_Request_:
Reproduce each of the lines below word for word, in the same order.
%%
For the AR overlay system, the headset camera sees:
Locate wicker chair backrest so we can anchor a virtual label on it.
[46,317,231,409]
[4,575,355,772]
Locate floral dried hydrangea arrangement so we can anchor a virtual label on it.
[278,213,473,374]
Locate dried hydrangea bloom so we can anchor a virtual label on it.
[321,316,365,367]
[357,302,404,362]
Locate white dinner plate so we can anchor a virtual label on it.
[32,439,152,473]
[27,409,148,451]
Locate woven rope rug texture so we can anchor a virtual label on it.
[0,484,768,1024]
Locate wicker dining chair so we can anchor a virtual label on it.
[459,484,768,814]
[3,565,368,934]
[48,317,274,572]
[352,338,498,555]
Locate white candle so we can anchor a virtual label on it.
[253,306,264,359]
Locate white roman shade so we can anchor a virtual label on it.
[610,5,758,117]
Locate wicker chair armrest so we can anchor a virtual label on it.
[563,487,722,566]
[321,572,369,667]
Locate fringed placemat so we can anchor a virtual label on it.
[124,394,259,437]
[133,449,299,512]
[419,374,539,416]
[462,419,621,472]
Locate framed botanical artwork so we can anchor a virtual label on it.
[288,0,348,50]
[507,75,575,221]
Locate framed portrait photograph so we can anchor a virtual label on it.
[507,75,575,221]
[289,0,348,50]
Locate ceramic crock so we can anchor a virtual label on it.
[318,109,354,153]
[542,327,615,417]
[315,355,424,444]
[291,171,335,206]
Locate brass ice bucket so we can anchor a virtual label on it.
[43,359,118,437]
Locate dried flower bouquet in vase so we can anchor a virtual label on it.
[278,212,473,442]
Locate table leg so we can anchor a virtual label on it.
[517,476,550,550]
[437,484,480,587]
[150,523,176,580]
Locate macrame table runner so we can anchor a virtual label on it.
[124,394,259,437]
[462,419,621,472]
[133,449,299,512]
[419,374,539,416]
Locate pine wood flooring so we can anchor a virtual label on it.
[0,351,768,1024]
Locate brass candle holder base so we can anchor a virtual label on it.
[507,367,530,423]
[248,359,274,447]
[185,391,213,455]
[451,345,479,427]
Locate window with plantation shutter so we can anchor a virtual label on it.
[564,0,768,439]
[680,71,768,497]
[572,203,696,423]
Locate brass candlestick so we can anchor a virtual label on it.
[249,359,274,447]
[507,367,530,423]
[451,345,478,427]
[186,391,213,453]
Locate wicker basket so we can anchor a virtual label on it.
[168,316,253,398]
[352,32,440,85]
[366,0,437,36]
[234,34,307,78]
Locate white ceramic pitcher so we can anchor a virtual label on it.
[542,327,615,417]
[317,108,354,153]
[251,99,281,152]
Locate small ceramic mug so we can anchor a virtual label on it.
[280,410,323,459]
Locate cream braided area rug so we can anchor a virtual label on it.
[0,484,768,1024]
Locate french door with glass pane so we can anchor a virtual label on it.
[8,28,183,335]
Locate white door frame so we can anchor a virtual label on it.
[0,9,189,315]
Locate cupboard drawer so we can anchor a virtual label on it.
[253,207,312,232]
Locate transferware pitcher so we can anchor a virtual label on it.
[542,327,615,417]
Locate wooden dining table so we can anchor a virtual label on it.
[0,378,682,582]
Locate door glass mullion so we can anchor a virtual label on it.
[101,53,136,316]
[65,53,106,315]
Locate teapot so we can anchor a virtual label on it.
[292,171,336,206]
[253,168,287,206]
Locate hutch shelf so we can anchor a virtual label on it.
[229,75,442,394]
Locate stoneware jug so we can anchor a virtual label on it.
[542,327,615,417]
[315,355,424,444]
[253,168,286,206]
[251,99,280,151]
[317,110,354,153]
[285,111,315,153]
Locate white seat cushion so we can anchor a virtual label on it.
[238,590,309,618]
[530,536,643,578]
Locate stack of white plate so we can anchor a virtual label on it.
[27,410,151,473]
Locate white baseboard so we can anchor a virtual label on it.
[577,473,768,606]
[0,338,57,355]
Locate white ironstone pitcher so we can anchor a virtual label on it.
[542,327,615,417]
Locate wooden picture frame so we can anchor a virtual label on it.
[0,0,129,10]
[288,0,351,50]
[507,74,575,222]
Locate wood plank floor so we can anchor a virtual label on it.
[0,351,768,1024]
%%
_Result of this exercise_:
For the AR overlay system, the headset camera sees:
Locate wicker chair backrest so we can anchor a virtual label on it.
[46,317,231,409]
[4,575,355,772]
Locate floral dried hydrangea arrangement so we can anchor a virtual label on it.
[278,213,473,374]
Locate dried hydrangea bloom so we can anchor a virtual label on it.
[321,316,365,367]
[357,302,404,362]
Locate white dinner plate so we can anchor a virtual label on it.
[32,439,152,473]
[27,409,148,451]
Locate woven rope rug texture so we can anchor a virtual label on it.
[0,484,768,1024]
Locate wicker dining chair so we can anchor a virtual label on it.
[459,484,768,814]
[3,565,368,934]
[48,317,274,572]
[352,338,498,555]
Locate white candle so we can anchor a virtual label on it.
[253,306,264,359]
Locate white roman shade so we can anchor a virtual label on it.
[610,5,758,117]
Locate wicker chair armrest so we can anchor a virtual label on it.
[563,487,722,566]
[321,572,369,667]
Locate fringed placemat so we can anchor a virtual label on it.
[124,394,259,437]
[133,449,299,512]
[419,374,539,416]
[462,419,621,472]
Locate framed botanical artwork so we can anchor a virtual label on it.
[288,0,348,50]
[507,75,575,221]
Locate framed portrait photograph so we can anchor a virtual label on it.
[507,75,575,221]
[289,0,348,50]
Locate ceramic crock so we can anchor a virtual label on it.
[318,109,354,153]
[542,327,615,417]
[315,355,424,444]
[291,171,335,206]
Locate brass ice bucket so we can anchor a virtual label on it.
[43,359,118,437]
Locate dried flower bouquet in vase so we can anchor a virtual label on it.
[278,212,473,442]
Locate table leg so we can anchor a virtual label on it.
[517,476,550,550]
[437,484,480,587]
[150,523,176,580]
Locate macrame table runner so we can anchor a virtual label on it.
[124,394,259,437]
[462,419,621,472]
[133,449,299,512]
[419,374,539,416]
Locate pine wood flooring so we can anchor a virtual label on it.
[0,351,768,1024]
Locate brass candle holder base so we can anchor a virtual label on it.
[507,367,530,423]
[248,359,274,447]
[185,391,213,455]
[451,345,479,427]
Locate window with plantation shutter so we can anchor a virtual label on it.
[564,0,768,439]
[680,71,768,497]
[572,203,696,423]
Locate brass candlestick so we can anchor a virtual label on it.
[249,359,274,447]
[507,367,530,423]
[451,345,478,427]
[186,391,213,453]
Locate wicker basket so we can anchor a virtual label on it.
[168,316,253,398]
[352,32,440,85]
[366,0,437,36]
[234,34,307,78]
Locate white ceramic pitcher so we can anchor a virtual label on it.
[542,327,615,417]
[317,108,354,153]
[251,99,281,152]
Locate small ceramic mug so we can anchor a virtual label on it.
[280,410,323,459]
Locate cream braided area rug so we can anchor a virtual label on it.
[0,484,768,1024]
Locate french door with glass pane so we can anchor a virtual label on it.
[8,28,183,335]
Locate white door frame so we can anchor a virtual label on it.
[0,9,189,315]
Locate cupboard drawer so we can anchor a virtual label on it.
[253,207,312,232]
Locate transferware pitcher so we can anchor a virtual label on it.
[542,327,615,417]
Locate wooden dining table so we can anchor a virtual label on it.
[0,378,682,582]
Locate door glass mullion so we can anchor a virtual label on it.
[101,53,136,316]
[65,53,106,315]
Locate teapot so we can anchor a virtual label on it.
[292,171,336,206]
[253,168,287,206]
Locate hutch shelf so we can anchor a virtual label on it.
[229,75,442,394]
Locate stoneware jug so we can anchor a virtual label on it.
[542,327,615,417]
[315,355,424,444]
[253,168,286,206]
[251,99,280,151]
[317,110,354,153]
[285,111,315,153]
Locate white seat cushion so we can anchor a virtual label on it.
[238,590,309,618]
[530,536,643,578]
Locate stack of white plate so we can anchor a virtual label on it.
[27,410,151,473]
Locate white baseboard so we can anchor a virtual label on it.
[577,473,768,606]
[0,338,57,355]
Locate white ironstone pitcher so we can anchor a virtual label on it.
[542,327,615,417]
Locate wooden picture frame so we can anchor a virtual label on it.
[0,0,129,10]
[288,0,351,50]
[507,74,575,222]
Locate wood plank floor so we can anchor a virtual label on it.
[0,351,768,1024]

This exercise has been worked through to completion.